▸ TEXT:

----

Plotkin Marutani & Kaufman and Jay J. Plotkin for Defendant and Respondent.

_________________________

This is an appeal from an action originally begun in 2017 by plaintiff Alice Jackson, who sought partition by sale of a five-unit residential rental property in Inglewood in which she owned a 50 percent interest. Defendant Suzanne Chandler owned the remaining 50 percent interest. Ultimately, in January 2021, the trial court ordered Chandler and Jackson’s successor-in-interest Frida Dilonell (appellant) to accept an offer of $1.050 million for the property from a third party.

Appellant appeals from the trial court’s January 25 and 26, 2021, orders determining the third party offer to be the highest offer and ordering appellant to accept the offer. She contends the trial court abused its discretion in ordering the sale of the property to a third party when she submitted a higher but technically non-compliant offer. We affirm the trial court’s orders.

BACKGROUND

Although this action began in 2017, the dispute between the two owners of the property dates back to 2016, when appellant Dilonell first attempted to buy the property. Prior to that time, Jackson and Chandler had, for decades, shared ownership of the property at 703 Walnut Street without any apparent disagreements. They managed the property together until 2013, when they both signed a written agreement with MGConnection Premier Real Estate Services, a management and real estate company, to manage the property. Gail Anderson acted as the manager for MGConnection. In 2016, disputes arose between Jackson and Chandler over the management of the property, including payment of taxes and maintenance of the buildings.

----

▸ RAW RECORDS:
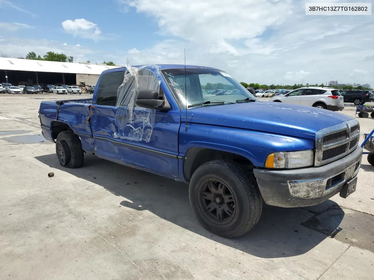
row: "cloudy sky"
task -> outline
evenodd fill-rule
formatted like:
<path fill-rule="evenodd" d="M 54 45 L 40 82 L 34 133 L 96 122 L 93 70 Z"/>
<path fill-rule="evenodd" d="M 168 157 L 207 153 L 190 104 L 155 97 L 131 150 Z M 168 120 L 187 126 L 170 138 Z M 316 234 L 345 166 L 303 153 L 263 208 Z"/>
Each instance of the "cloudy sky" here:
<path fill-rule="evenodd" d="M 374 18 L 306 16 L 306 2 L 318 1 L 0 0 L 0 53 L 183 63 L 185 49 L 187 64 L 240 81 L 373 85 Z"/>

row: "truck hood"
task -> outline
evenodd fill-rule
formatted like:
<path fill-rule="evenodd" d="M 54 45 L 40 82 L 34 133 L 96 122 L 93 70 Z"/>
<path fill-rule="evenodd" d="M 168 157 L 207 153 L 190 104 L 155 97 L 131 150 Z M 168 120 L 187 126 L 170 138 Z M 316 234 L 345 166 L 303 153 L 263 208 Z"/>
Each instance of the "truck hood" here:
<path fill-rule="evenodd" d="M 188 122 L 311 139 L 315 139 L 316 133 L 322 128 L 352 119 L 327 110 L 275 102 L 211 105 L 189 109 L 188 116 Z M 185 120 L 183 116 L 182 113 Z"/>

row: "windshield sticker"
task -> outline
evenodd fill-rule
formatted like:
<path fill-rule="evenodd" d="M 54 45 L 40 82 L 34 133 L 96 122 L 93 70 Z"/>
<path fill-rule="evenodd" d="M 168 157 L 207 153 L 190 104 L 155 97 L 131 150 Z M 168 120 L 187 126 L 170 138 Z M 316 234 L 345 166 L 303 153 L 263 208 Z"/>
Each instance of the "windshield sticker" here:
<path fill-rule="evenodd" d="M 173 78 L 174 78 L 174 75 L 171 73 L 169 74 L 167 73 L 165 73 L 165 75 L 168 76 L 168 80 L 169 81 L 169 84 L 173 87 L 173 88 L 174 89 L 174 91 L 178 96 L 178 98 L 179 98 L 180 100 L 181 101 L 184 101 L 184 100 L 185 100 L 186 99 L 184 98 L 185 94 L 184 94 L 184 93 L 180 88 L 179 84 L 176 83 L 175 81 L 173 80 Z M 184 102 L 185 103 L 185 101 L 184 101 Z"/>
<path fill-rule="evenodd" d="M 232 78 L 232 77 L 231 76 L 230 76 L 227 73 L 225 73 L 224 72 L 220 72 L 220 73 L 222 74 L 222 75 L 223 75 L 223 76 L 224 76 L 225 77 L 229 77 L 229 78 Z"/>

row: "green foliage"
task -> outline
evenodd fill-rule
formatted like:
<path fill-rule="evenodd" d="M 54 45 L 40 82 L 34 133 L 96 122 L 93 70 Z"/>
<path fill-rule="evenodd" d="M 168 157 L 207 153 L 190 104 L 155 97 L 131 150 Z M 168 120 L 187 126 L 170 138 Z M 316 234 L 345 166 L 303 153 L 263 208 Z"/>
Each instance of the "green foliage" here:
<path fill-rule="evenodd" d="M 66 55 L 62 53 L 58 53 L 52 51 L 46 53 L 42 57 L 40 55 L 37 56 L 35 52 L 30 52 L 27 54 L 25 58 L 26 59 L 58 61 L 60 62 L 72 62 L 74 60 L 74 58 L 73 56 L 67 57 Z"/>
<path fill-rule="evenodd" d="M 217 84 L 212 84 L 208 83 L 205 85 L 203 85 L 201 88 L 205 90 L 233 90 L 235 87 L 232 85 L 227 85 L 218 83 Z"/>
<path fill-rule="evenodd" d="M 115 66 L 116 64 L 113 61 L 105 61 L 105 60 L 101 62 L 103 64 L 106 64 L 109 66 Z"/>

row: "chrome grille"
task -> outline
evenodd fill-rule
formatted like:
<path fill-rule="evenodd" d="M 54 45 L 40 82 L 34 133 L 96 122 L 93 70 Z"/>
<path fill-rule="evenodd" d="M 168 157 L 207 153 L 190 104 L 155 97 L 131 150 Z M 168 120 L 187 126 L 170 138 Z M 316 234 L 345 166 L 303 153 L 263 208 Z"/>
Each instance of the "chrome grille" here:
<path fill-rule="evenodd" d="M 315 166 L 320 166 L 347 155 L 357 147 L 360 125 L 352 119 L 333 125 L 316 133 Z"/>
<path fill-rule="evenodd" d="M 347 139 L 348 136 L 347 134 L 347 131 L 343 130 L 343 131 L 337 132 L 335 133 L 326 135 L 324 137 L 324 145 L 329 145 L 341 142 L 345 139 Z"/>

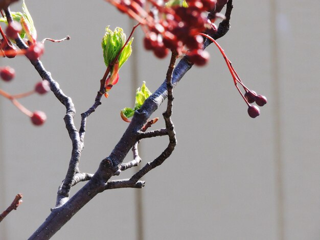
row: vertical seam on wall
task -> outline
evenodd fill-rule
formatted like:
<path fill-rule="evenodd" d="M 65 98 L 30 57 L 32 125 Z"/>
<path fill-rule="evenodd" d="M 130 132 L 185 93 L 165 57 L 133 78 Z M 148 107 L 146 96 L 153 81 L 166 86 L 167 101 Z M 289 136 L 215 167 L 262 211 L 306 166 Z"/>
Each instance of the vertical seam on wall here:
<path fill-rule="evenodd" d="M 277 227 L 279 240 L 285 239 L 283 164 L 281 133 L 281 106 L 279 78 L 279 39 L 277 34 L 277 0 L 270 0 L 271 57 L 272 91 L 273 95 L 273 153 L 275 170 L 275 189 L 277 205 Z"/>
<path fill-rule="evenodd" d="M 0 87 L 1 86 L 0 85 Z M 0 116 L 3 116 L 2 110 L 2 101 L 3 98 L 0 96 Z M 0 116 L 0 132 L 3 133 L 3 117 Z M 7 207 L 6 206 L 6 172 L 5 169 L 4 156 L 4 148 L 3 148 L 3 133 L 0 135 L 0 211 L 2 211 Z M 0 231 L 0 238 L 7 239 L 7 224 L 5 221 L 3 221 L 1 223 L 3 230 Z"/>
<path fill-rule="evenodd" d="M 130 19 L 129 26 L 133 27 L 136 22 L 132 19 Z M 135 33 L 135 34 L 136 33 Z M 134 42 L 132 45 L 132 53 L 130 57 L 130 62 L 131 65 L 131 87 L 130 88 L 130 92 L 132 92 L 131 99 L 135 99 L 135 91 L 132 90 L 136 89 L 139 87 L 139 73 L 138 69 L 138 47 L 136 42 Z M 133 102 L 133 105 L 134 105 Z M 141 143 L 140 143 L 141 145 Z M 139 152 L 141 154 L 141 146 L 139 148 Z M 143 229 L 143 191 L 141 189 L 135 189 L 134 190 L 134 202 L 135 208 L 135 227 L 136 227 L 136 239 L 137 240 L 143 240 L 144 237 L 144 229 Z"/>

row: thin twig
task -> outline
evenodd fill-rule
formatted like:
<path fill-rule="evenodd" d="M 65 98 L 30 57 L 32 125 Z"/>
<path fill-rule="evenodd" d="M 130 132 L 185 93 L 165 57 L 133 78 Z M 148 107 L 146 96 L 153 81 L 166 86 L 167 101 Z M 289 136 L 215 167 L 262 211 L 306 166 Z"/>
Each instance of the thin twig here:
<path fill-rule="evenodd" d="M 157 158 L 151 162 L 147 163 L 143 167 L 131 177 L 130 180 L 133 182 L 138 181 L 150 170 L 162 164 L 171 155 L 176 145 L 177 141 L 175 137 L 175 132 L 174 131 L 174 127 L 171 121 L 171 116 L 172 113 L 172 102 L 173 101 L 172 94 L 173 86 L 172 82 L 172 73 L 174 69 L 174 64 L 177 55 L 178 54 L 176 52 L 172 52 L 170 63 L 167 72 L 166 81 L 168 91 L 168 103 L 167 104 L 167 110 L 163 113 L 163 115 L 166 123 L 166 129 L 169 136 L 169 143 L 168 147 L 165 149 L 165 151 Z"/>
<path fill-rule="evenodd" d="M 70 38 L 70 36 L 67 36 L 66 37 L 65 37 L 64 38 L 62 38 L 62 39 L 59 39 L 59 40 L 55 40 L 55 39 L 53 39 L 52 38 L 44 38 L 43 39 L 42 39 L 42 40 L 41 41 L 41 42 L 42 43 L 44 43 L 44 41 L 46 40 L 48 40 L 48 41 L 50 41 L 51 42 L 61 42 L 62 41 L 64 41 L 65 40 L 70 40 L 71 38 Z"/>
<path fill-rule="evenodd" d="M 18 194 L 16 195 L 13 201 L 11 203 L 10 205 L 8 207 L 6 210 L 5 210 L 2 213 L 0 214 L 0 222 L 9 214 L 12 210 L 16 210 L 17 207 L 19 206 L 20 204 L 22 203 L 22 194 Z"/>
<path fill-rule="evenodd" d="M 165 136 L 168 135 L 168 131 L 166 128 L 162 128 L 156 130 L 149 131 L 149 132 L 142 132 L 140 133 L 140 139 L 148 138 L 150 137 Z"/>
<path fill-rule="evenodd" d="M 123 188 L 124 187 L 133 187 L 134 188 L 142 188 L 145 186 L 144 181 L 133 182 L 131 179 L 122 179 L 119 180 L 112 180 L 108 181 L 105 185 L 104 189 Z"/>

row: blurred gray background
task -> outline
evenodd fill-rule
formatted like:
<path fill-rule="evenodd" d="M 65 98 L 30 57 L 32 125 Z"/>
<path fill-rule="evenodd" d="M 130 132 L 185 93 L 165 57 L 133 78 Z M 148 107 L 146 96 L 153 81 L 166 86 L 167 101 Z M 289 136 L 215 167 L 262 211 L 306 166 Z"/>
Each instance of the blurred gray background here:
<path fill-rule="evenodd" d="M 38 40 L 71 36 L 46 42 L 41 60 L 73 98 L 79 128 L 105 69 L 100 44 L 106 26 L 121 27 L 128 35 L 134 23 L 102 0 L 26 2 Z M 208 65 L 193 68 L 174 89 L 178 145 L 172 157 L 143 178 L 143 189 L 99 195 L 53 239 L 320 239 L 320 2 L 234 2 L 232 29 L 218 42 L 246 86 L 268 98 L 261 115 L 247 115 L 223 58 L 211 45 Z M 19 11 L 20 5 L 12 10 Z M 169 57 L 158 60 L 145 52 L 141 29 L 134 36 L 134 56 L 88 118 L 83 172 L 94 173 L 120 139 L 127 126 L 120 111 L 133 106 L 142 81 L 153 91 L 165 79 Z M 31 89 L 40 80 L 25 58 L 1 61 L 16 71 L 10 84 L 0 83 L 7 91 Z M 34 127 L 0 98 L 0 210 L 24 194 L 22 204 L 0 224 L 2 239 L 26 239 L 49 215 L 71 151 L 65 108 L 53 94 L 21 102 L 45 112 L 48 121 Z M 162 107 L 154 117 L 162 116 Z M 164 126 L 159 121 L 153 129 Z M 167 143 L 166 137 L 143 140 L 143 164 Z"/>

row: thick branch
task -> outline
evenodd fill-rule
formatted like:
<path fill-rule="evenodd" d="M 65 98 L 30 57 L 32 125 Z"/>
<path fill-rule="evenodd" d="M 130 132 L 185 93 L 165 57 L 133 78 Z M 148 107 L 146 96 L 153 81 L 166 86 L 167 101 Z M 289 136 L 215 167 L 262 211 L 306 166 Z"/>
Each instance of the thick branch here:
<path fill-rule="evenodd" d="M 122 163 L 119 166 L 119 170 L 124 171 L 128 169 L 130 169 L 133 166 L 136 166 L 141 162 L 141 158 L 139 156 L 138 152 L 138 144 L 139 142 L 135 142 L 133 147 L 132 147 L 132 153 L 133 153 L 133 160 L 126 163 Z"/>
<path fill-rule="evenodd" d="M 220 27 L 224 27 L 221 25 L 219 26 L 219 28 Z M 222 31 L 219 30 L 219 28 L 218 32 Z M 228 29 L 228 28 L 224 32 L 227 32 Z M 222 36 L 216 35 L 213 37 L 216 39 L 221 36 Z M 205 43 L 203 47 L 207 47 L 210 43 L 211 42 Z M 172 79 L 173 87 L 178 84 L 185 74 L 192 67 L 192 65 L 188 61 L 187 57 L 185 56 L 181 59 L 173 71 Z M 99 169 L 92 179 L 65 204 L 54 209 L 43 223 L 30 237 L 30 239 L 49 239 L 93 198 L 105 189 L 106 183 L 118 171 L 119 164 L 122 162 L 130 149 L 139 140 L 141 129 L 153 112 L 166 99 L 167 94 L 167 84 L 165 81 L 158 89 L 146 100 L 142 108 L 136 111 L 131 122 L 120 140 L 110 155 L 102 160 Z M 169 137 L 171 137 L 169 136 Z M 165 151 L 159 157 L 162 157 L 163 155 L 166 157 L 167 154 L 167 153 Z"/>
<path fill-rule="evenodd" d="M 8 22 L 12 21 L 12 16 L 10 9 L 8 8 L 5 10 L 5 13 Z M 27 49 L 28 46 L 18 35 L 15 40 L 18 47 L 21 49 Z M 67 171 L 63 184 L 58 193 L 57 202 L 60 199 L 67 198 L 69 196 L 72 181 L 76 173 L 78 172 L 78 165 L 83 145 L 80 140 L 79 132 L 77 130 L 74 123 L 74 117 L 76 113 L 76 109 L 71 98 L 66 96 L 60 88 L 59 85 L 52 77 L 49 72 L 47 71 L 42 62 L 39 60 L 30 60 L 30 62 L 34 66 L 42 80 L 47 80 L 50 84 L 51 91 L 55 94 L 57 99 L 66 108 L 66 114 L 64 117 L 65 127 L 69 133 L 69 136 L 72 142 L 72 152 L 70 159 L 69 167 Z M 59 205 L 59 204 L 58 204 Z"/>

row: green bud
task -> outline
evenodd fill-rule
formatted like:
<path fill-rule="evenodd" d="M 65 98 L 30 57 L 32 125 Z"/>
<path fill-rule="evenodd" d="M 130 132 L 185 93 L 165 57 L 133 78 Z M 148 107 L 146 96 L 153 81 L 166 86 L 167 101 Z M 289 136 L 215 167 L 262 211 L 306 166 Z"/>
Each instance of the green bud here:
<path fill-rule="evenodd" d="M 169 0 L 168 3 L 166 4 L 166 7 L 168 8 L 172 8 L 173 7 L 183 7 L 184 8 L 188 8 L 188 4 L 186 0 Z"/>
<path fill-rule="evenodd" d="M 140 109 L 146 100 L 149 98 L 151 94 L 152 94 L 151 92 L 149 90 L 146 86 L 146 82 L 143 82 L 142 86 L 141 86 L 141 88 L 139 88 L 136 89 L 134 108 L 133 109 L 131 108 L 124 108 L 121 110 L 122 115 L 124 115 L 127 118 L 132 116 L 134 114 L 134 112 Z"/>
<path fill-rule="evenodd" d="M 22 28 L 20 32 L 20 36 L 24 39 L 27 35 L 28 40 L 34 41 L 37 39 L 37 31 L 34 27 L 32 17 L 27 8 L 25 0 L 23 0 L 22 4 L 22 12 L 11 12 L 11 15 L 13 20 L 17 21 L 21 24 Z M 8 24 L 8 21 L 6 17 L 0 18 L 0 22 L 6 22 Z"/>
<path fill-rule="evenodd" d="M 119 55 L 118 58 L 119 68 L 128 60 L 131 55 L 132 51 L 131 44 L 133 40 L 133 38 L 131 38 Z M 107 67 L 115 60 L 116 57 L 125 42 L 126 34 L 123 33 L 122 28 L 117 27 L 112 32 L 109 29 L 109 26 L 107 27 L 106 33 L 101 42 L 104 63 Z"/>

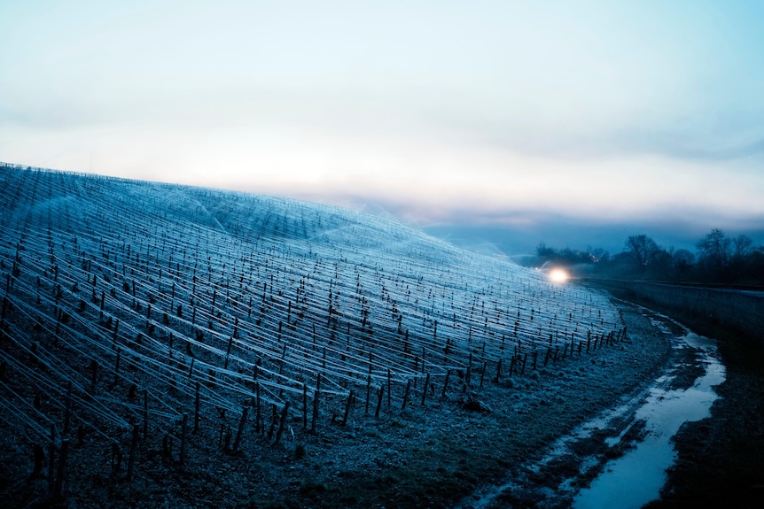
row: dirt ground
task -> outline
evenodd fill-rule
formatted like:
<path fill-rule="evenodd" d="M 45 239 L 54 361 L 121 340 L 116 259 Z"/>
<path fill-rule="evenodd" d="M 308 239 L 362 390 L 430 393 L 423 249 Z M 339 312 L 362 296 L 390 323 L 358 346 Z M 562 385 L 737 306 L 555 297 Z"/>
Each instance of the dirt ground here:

----

▸ SET OF TASKS:
A. Decide whether each statement agrees with the opinion: (i) Suzanne Chandler held a 50 percent interest in the property. (ii) The trial court ordered acceptance of a third-party offer of $1.5 million. (iii) Jackson and Chandler managed the property together until 2016. Answer each with yes or no, and quote the words from the opinion that decide it.
B. Extract the passage of the opinion between "This is an appeal" and "trial court’s orders.", inclusive.

▸ RESULTS BY TASK:
A.
(i) Yes: "Defendant Suzanne Chandler owned the remaining 50 percent interest."
(ii) No: "an offer of $1.050 million for the property from a third party."
(iii) No: "They managed the property together until 2013"

B.
This is an appeal from an action originally begun in 2017 by plaintiff Alice Jackson, who sought partition by sale of a five-unit residential rental property in Inglewood in which she owned a 50 percent interest. Defendant Suzanne Chandler owned the remaining 50 percent interest. Ultimately, in January 2021, the trial court ordered Chandler and Jackson’s successor-in-interest Frida Dilonell (appellant) to accept an offer of $1.050 million for the property from a third party.

Appellant appeals from the trial court’s January 25 and 26, 2021, orders determining the third party offer to be the highest offer and ordering appellant to accept the offer. She contends the trial court abused its discretion in ordering the sale of the property to a third party when she submitted a higher but technically non-compliant offer. We affirm the trial court’s orders.